What is required
Restate all of the data precisely, omitting nothing.

Entries provided
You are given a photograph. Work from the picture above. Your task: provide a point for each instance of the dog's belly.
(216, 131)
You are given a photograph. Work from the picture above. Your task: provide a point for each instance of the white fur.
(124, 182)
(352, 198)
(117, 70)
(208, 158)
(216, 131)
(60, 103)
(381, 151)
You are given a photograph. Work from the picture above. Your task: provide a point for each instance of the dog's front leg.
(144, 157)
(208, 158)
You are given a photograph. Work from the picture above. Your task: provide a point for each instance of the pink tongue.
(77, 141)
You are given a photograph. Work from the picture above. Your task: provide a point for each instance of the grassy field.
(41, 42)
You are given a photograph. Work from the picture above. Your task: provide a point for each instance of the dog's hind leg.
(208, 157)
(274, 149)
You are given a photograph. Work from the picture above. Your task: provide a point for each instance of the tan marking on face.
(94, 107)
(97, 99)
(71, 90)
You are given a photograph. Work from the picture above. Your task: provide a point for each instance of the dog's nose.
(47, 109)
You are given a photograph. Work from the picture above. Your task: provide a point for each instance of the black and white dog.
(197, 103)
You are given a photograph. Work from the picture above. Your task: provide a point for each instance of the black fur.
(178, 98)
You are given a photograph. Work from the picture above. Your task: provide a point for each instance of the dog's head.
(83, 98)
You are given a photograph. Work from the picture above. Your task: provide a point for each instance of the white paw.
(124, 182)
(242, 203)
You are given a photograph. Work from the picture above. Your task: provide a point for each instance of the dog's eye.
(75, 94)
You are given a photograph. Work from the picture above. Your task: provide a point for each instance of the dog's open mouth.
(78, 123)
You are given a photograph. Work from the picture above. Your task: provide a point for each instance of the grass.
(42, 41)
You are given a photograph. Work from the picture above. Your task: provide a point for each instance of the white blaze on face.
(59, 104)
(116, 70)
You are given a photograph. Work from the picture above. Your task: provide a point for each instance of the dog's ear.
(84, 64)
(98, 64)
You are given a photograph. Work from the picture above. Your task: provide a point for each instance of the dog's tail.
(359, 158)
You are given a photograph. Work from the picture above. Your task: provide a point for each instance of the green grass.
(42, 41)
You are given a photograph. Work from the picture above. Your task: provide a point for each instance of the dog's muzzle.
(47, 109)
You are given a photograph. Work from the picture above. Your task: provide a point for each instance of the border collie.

Exercise answer
You are given a photograph. Work from the picture above. Your task: provide a point for each instance of the dog's belly.
(216, 131)
You are given a photograph. Work from the picture above. Your task: provide a point for each instance of the white fur.
(124, 182)
(352, 198)
(117, 70)
(208, 158)
(216, 131)
(60, 103)
(381, 151)
You are given a photograph. Work from the picture above. Your task: provide a point for each instance of the dog's front leg.
(144, 157)
(208, 158)
You are given a photograph. Work from the picture above. Your task: provide a point for each instance of the pink tongue.
(77, 141)
You are given a photograph. Work from the picture above. Your task: provide a point for each instance of the grassy field.
(41, 42)
You are given a photograph. Work from the picture above. Your task: provide a point for each instance of the dog's hind leg.
(208, 157)
(274, 149)
You are given a photograph. Work from the picture above. Your task: provide a point for each instance of the tan marking on face.
(94, 107)
(97, 99)
(71, 90)
You are given a photograph. Work from the picture above. Your task: provide a point for each instance of the dog's nose.
(47, 109)
You are given a photograph. Work from the picture above. Your task: provide a point for each instance of the black and white dog.
(197, 103)
You are given a photograph. Work from the picture above. Your task: provide a point for each instance of the black fur.
(178, 98)
You are given a photograph. Work from the picture above. Your task: provide a point for each instance of the dog's head.
(83, 98)
You are given a photograph. Work from the picture above. Your task: provide a point for each instance of the white paw.
(124, 182)
(242, 203)
You are given a photograph. Work from the picture above. Your task: provide a point for each instance of the dog's eye.
(75, 94)
You are given a photograph. Work from the picture above. Your task: provide a point for each instance of the dog's open mouth.
(78, 123)
You are given a photograph. Work from the picture above. Your task: provide a point for each instance of the grass.
(42, 41)
You are given a photograph. Work from the picture above. Your task: provide a point for each instance of the white blaze on face.
(59, 104)
(116, 70)
You are given a photograph. Work from the picture above. Your task: provide a point for each instance of the dog's ear.
(84, 64)
(98, 64)
You are given a photograph. Work from the picture above. Your task: provide a point for each instance of the dog's tail.
(359, 158)
You are given a photograph. Work from the picture above. Your task: provide a point for each instance of the green grass.
(42, 41)
You are given a photograph. Work from the picture above. Your task: provide a point for each instance of the dog's muzzle.
(47, 109)
You are given a photograph. Work from the picture above. Your task: provide a point for each instance of the border collie.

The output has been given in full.